BTW, I have renamed the painting 2019 No.4 to "Something Else Entirely". As with this painting's previous title, this phrase comes from Tadeusz Dąbrowski's poem, "Sentence". "Something Else Entirely" is more apt; It invokes a response more directly related to the subject matter of this painting than the title it replaces. I have nothing relevant to say compared to the gravity of the drawing that is in front of you. Of course, you see the reproduction; the actual drawing is more glorious. There is an expanse within me that is my present self-awareness; this profound self-awareness is allowing me to increase my self-perception of the art I make as I make it. My perception is my gaze upon the exterior-to-me world in which my art resides. Thus the realm in which my art is perceived in much enhanced compared to that I have perceived before now. The testimony to this increase in perception is the art itself.
For two days in a row the savior of my drawings has been a graphite stick. There is punch to these drawings. I am enjoying it! Profundity is issued by showing-up, day after day; doing the work. Continuity is important. Reflection is important. A jump in my knowing is occurring. This is happening NOW! When I write, "NOW!", I mean over the recent period of time. Perhaps this enlightenment will not end anytime soon. I must maintain my health and well-being to extend this period. I just revealed my greatest worry. This living, this discovery, is limited by mortality. I am within a great effort to extend both, both mortality and this period of profound discovery.

→ Work to complete
• A. Answer these questions from the artist's journal entry:
(i) What is the new title of the painting 2019 No.4?
(ii) What is the name of the poem the title phrase comes from?
(iii) What has saved the drawings for two days in a row?
• B. Carry the artist's journal entry forward, picking up after its final sentence.

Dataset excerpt
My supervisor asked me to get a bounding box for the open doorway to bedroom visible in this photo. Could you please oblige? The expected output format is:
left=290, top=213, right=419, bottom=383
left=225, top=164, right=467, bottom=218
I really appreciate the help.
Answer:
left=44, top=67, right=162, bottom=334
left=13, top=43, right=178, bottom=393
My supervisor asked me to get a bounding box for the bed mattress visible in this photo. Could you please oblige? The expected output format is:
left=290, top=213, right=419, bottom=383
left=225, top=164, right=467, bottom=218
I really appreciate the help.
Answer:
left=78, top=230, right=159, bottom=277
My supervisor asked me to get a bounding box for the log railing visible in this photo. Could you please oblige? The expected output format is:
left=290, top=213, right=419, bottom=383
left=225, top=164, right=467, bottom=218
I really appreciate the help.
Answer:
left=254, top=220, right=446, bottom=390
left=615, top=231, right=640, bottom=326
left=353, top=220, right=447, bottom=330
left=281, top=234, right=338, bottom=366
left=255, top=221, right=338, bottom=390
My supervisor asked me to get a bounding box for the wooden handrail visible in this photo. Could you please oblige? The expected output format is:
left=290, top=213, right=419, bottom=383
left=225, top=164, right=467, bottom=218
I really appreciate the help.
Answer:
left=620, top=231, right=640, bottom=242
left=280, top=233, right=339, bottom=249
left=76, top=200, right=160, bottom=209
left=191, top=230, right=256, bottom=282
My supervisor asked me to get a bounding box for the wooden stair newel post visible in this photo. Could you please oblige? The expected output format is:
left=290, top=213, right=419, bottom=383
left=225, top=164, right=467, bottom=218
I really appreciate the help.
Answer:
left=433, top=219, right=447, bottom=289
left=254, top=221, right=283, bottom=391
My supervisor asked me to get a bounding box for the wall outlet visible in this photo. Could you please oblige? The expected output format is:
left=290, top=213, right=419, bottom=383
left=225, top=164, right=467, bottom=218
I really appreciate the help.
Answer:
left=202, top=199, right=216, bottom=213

→ Solved problems
• A.
(i) "Something Else Entirely"
(ii) "Sentence"
(iii) A graphite stick

• B.
"Inertia to Movement" (2019 No.6, state 2), oil on canvas, 64.5x64.75 inches {"Emotion is the moment when steel meets flint and a spark is struck forth, for emotion is the chief source of consciousness. There is no change from darkness to light, or from inertia to movement, without emotion." -Carl G. Jung (1875-1961), "The Archetypes and the Collective Unconscious", 1955, translation R.F.C Hull} Drawing 12·06·2019 is much better than state No.1 (shown in yesterday's post). I show the drawing before the painting "Inertia to Movement" because I worked more on it, but also because my internalization through innovation and discover is more evident. The drawing changed drastically, the painting not-so-much. Without doubt, this is one of my greatest drawings.
"Build a better mouse trap and the world will beat a path to your door!" That old saying should apply to my work. No one is more skilled, making more important investigative art, than I. Where's the beat to my door? The knocking is there, but sale prices for my art are minuscule compared to the $120,000 paid recently for an actual decaying banana duct taped to a wall. Amazingly, two editions of this sculpture[sic] sold, each for $120,000, at this year's Art Basil Miami.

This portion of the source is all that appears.